- _EXTRACTED TEXT_:
※ ※ ※

At a recent UN Conference on Trade and Development, it was estimated that each professional leaving Africa costs the region US$184
000.
Education has been Zimbabwe’s largest investment in development and one of the country’s greatest successes, yet the gains have been eroded due to the brain drain and the Aids pandemic. |
Recent findings by the World Health Organisation (WHO) show The gravity of the staff situation in Zimbabwe’s health institutions was documented in the summary of vacancy returns, compiled by the Health Service Board, which showed that more than 50 percent of key posts within the public health system were vacant by December 2005.
However, despite this major setback, the country has registered tremendous progress in the area of HIV and Aids, with the prevalence rate going down from 33 percent in 2001, 29 percent in 2002, 24,6 percent in 2004, 20,1 in 2005, to the current 18,1 percent. The outflow of professionals from poor countries to wealthier nations has become one of the difficult challenges facing many developing countries today.
WHO recommends a minimum ratio of 100 nurses for every 100 000 people, but many poor nations do not come even close.
In some poor countries the ratio is 10 nurses per every 100 000 people, compared to 2 000 per 100 000 people in wealthier nations. In Europe, the average ratio is 10 times that of Africa and South-East Asia.
Out of an establishment of 2500 primary care nurses in Zimbabwe, there were only 291 primary care nurses, leaving a vacancy of 88.4 percent in the country’s public health institutions by December last year.
There were 67 nurse tutors out of an establishment of 248. The just-released United Nations Fund for Population Activities (UNFPA) State of the World Report 2006 states that nowhere is the effect of the brain drain more acutely felt than in the already fragile health systems of developing countries.
The Global Commission on International Migration reports that more Malawian doctors were currently practicing in the northern English city of Manchester than in the whole of Malawi. Only 50 of the 600 doctors trained since independence were still practising in Zambia.

※ ※ ※

[Collected data entries]
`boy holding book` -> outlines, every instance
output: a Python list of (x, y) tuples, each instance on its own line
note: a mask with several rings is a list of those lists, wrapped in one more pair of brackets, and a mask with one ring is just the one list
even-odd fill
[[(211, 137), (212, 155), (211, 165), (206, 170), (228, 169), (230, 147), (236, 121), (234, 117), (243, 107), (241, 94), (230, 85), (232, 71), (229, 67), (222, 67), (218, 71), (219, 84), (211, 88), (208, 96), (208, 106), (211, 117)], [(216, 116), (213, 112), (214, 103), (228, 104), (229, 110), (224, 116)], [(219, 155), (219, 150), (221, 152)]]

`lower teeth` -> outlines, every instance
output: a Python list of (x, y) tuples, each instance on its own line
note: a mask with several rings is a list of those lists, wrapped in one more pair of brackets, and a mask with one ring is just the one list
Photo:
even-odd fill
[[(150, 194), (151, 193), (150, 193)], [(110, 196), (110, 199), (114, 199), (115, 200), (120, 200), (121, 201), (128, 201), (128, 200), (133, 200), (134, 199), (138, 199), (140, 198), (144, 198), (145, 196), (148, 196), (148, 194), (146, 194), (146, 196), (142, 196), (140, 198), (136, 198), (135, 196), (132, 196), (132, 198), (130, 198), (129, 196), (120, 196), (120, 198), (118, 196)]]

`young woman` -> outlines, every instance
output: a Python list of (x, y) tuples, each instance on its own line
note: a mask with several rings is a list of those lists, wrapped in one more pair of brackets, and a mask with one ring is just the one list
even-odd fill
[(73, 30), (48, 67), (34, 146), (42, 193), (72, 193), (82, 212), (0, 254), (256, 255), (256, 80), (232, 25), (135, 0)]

※ ※ ※

- _WHAT YOU NEED TO DO_:
1) List every HIV and Aids prevalence rate that the text on Africa's brain drain gives, along with the year or period each one belongs to.
2) Repeat the passage of the text on Africa's brain drain that opens with the words containing "WHO recommends a" and closes with "and South-East Asia.".

- _EXPECTED RESULTS_:
1)
- 2001: 33 percent
- 2002: 29 percent
- 2004: 24,6 percent
- 2005: 20,1 percent
- Current: 18,1 percent

2)
WHO recommends a minimum ratio of 100 nurses for every 100 000 people, but many poor nations do not come even close.
In some poor countries the ratio is 10 nurses per every 100 000 people, compared to 2 000 per 100 000 people in wealthier nations. In Europe, the average ratio is 10 times that of Africa and South-East Asia.